_MATERIAL TO PROCESS_
+ + + +

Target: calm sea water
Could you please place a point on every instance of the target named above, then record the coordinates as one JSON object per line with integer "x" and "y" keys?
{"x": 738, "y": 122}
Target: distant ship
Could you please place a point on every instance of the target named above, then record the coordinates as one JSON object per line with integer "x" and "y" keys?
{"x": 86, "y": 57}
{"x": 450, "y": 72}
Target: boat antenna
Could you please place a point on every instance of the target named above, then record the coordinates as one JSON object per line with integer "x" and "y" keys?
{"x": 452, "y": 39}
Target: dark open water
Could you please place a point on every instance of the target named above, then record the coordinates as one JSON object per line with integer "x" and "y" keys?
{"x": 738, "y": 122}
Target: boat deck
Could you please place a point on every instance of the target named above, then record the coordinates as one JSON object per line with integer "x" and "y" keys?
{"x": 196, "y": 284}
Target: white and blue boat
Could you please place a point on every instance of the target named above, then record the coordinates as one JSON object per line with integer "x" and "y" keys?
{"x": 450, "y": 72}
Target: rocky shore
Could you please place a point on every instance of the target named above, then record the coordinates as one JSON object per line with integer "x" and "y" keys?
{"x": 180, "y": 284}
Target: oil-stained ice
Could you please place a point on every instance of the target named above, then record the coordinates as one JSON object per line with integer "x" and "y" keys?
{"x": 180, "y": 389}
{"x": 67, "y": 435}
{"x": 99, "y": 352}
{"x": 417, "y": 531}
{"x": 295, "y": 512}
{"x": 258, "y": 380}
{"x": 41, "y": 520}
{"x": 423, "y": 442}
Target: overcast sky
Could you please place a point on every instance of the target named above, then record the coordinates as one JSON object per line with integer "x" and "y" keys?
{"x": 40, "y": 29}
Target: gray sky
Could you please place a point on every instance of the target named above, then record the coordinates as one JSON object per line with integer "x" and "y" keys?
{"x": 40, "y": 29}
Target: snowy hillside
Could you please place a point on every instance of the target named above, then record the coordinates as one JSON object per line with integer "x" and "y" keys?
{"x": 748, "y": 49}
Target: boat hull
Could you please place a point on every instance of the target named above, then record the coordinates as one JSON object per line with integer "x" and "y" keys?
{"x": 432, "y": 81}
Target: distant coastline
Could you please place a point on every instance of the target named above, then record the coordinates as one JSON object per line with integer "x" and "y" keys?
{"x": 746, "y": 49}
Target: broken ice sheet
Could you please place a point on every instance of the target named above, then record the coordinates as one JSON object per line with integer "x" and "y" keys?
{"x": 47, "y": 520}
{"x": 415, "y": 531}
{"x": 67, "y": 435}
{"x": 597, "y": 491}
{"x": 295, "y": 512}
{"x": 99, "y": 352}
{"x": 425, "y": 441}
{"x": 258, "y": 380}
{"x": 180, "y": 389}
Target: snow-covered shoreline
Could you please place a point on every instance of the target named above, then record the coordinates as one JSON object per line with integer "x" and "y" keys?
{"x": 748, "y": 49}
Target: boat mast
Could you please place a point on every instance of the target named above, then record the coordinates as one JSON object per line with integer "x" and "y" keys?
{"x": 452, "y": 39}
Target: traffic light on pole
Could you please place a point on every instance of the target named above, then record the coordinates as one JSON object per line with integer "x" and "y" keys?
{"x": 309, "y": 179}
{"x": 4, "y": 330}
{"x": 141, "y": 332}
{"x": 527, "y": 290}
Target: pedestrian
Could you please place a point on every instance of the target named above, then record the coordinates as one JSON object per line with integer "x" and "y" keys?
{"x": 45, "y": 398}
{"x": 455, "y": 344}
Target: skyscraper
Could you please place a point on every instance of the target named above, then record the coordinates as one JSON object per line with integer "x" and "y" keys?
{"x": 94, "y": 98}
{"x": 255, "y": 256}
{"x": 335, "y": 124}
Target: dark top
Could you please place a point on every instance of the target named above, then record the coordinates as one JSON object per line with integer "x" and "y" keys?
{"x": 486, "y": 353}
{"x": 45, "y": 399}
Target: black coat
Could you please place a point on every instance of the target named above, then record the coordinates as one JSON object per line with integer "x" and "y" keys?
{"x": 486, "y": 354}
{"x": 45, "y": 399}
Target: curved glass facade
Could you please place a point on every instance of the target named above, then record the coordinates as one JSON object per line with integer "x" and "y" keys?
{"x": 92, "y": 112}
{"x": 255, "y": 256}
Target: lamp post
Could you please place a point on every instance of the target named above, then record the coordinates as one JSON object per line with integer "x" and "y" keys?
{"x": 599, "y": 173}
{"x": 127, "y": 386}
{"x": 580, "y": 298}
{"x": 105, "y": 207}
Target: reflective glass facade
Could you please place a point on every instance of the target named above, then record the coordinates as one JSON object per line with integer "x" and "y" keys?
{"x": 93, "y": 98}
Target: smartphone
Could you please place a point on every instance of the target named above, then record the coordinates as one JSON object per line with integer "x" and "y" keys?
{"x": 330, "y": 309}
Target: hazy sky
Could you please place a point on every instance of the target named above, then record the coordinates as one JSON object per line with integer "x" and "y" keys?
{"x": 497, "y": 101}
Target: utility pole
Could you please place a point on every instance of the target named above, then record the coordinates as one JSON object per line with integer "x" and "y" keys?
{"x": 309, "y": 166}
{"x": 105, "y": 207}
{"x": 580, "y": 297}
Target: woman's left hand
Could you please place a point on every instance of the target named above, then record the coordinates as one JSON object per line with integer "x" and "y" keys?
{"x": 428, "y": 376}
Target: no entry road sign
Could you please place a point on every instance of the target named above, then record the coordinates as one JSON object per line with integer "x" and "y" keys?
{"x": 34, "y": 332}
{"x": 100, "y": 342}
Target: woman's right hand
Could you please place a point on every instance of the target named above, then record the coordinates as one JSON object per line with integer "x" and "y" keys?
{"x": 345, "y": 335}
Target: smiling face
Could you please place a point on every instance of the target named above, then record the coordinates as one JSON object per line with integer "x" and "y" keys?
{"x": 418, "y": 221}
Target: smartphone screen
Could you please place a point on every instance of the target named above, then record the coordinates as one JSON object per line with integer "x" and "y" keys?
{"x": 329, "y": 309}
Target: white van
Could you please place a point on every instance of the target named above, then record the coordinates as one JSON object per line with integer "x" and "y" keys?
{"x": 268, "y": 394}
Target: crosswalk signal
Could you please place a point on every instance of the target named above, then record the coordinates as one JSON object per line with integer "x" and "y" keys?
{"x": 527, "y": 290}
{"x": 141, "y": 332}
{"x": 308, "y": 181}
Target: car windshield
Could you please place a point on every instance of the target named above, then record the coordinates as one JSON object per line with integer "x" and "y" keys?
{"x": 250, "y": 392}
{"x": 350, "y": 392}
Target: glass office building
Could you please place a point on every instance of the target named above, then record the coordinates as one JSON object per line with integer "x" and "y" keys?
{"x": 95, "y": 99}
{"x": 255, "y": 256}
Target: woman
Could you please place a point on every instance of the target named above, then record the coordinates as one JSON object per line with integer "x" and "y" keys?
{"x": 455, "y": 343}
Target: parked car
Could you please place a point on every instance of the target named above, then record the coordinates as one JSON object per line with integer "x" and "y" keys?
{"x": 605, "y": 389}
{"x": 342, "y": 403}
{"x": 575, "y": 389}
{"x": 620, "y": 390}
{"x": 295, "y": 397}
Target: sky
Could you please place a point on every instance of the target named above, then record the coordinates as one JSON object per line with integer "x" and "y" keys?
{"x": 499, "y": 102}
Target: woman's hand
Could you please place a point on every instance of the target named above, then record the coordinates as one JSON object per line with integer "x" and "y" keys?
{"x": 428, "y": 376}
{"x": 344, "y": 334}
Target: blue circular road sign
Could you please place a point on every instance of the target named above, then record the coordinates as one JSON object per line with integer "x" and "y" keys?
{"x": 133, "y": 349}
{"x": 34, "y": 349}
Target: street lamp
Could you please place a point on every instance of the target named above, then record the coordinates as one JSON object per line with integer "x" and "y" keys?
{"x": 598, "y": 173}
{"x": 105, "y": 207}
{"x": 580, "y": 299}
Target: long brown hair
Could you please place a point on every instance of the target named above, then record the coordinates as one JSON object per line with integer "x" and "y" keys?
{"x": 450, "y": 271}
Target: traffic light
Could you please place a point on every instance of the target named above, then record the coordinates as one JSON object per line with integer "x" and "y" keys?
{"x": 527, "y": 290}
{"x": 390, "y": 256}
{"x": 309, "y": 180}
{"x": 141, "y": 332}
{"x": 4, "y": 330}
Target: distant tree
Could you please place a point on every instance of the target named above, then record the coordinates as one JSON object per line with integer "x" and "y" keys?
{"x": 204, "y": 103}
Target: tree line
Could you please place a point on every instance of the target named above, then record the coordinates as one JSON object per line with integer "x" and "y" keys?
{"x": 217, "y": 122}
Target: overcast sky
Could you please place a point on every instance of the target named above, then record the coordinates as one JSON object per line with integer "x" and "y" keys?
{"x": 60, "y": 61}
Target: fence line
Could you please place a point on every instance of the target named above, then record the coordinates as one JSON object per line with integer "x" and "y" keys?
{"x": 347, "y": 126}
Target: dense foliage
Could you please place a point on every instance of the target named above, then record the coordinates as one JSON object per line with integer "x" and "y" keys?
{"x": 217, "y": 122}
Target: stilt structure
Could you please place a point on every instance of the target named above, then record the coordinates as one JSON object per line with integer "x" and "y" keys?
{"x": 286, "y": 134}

+ + + +

_YOUR TASK_
Search the lines above for the string "facade", then show every one that has it.

_THE COMPLETED TASK_
Target: curved glass facade
Target: reflective glass facade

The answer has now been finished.